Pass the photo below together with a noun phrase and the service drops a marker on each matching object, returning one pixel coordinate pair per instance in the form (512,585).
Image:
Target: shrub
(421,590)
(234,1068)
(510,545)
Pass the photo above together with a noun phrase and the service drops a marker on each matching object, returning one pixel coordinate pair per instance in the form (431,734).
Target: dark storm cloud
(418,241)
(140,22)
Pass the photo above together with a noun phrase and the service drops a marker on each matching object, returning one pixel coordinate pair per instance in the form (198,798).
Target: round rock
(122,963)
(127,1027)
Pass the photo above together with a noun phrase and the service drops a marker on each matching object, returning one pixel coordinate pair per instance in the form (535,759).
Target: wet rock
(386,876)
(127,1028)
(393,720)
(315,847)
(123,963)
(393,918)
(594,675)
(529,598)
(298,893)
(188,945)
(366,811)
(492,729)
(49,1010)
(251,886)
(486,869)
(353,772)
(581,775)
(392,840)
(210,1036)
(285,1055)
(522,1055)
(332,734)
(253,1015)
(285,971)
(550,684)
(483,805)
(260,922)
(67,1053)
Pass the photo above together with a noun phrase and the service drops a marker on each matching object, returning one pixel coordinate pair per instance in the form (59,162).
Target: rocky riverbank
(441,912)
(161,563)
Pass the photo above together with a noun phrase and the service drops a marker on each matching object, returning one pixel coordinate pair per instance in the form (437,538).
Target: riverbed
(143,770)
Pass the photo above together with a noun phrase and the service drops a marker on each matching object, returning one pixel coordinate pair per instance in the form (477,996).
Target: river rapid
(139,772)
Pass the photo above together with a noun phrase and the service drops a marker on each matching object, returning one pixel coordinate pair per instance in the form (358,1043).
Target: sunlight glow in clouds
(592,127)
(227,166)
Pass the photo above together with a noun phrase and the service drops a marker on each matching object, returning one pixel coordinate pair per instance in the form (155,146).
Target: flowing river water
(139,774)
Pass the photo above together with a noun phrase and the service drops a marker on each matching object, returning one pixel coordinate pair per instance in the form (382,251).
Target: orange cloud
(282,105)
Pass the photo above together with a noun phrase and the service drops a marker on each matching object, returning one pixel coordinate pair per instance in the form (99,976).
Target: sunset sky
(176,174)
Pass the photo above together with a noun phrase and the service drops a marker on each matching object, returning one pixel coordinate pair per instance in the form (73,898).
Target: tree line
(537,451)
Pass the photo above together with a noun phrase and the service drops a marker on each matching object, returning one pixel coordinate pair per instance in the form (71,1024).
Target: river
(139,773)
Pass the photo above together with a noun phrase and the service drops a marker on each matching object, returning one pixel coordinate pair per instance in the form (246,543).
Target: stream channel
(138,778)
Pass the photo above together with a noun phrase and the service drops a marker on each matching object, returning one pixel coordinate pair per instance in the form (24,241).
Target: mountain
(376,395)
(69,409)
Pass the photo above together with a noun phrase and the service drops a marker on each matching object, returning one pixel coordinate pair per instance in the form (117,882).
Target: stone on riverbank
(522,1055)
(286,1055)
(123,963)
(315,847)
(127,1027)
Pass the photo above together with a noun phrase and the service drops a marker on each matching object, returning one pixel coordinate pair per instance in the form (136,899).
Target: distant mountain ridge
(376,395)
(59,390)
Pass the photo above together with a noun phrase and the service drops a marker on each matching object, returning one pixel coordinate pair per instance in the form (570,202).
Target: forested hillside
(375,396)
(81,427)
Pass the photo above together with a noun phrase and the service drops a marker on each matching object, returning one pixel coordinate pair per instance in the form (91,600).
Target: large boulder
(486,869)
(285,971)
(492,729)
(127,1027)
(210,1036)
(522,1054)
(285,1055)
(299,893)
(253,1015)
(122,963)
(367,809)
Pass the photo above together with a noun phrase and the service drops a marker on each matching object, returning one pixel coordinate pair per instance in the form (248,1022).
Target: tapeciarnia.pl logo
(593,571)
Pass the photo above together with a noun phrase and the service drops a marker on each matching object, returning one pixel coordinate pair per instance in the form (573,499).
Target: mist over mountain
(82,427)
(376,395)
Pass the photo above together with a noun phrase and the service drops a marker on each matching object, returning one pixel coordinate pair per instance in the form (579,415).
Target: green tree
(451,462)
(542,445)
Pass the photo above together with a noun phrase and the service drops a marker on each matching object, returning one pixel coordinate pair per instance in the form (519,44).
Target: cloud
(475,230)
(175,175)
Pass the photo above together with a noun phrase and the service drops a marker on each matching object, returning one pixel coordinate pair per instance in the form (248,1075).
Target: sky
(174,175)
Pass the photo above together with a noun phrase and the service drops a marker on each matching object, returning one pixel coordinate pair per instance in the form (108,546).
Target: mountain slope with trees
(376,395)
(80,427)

*What you will do:* For this exercise, output the entries above exactly as written.

*Solution for this exercise:*
Pass the photo below together with a noun phrase and the service drops a marker on each matching object, returning one pixel coordinate pair per instance in the form (512,585).
Image:
Target: shrub
(421,590)
(234,1068)
(510,545)
Pass the photo above together with a noun phrase and the service drops a marker on each matching object, returning one pixel coordinate pair per instance in the form (431,734).
Target: dark storm cloud
(418,241)
(140,22)
Pass the photo above together with a noun phrase and the service drops a marker on each matching object, returning one pixel coordinate pair per instance in the form (198,798).
Target: round rock
(122,963)
(127,1027)
Pass the photo above together with a noun phrase and the service drops a marker on each matching object, returning one pixel coordinate pair per instance in the form (535,759).
Target: wet rock
(386,876)
(127,1028)
(393,720)
(315,847)
(123,963)
(393,918)
(594,675)
(529,598)
(298,893)
(188,945)
(366,811)
(492,729)
(49,1010)
(251,886)
(486,869)
(353,772)
(581,775)
(392,840)
(210,1036)
(285,1055)
(522,1055)
(332,734)
(253,1015)
(285,971)
(550,684)
(483,805)
(260,922)
(67,1053)
Pass the photo above together with a noun phrase and the service drops a marker on each matching object, returning one pixel coordinate pair per instance in the form (59,162).
Target: rocky riverbank
(441,912)
(161,563)
Pass the photo above together with a noun phrase and the service drops a marker on each matching object, returning one pixel coordinate pair per instance in the form (437,538).
Target: riverbed
(143,770)
Pass the photo above together with a noun phrase and the service drops a marker on each matching object, returning one pixel coordinate pair per instance in the form (477,996).
Target: river rapid
(139,772)
Pass the photo above together with a noun phrase and the service drops a marker on each matching object, returning one pixel coordinate pair per instance in the form (358,1043).
Target: sunlight glow in clouds
(592,127)
(227,166)
Pass the photo above together with a noun phrase and the service drops a marker on each matching object, returning one pixel coordinate pair per instance in the form (155,146).
Target: flowing river water
(139,774)
Pass the photo above together with a noun phrase and the service drops a marker on each matching object, returning one pixel coordinate pair per instance in the form (382,251).
Target: orange cloud
(282,105)
Pass the photo above together with a noun phrase and the service drops a marker on each matching object, returning one pixel coordinate pair per instance in the form (99,976).
Target: sunset sky
(176,174)
Pass the photo above together with a noun phrase and the service drops a marker on each matching object, returning one pixel coordinate pair per instance in the form (73,898).
Target: tree line
(537,451)
Pass the photo above together with a noun phrase and the service drops a marker on each matching object, returning one pixel coordinate pair per instance in the form (71,1024).
Target: river
(139,773)
Pass the photo above together with a noun phrase and the service drops a marker on each matching object, returning one pixel coordinate pair per instance in the form (246,543).
Target: stream channel
(138,778)
Pass the photo above together with a noun phrase and the service drops a marker on each matching object, returning one pixel coordinate pair per instance in the form (24,241).
Target: mountain
(376,395)
(69,409)
Pass the photo above together with a noun phrase and the service drops a marker on each matching object, returning one pixel coordinate pair per instance in the form (117,882).
Target: stone on riverbank
(522,1055)
(286,1055)
(123,963)
(315,847)
(127,1027)
Pass the photo above together with a noun phrase and the service drops a marker on each matching object, returning one pixel coordinate pair per instance in the form (136,899).
Target: distant mountain ridge
(376,395)
(59,390)
Pass the photo above together with a noun phrase and the service drops a marker on each matching object, returning one pixel coordinate pair per instance in the form (570,202).
Target: forested hillside
(375,396)
(81,427)
Pass the photo above together with a noun phrase and the service drops a marker on each matching object, returning one pixel coordinate pair per instance in the form (91,600).
Target: large boulder
(486,869)
(285,971)
(492,729)
(127,1027)
(210,1036)
(522,1054)
(285,1055)
(299,893)
(253,1015)
(122,963)
(367,809)
Pass the photo above together with a noun phrase and the service drops a marker on each matching object, returning one pixel coordinate pair per instance in the form (248,1022).
Target: tapeciarnia.pl logo
(593,571)
Pass the photo above together with a noun phrase and the service drops a marker on each matching object, returning one pixel coordinate pair per instance in the form (573,499).
Target: mist over mountain
(82,427)
(376,395)
Pass the photo above together with a noun phrase and the service drops a marker on each matching object, returning one pixel coordinate pair per instance in the form (579,415).
Target: green tree
(451,462)
(542,445)
Pass the photo above together with a noun phrase and the service drops a marker on each matching object, returning one pixel coordinate pair per instance in the form (519,44).
Target: cloud
(475,230)
(175,175)
Pass the photo above together with a noun phrase and the service drops a marker on each matching object, returning one pixel coordinate pair per instance in the form (248,1075).
Target: sky
(174,175)
Pass the photo above together with a noun phrase and the service drops a marker on each matching object, returning one pixel coordinate pair per instance in the form (108,546).
Target: mountain slope with trees
(376,395)
(80,427)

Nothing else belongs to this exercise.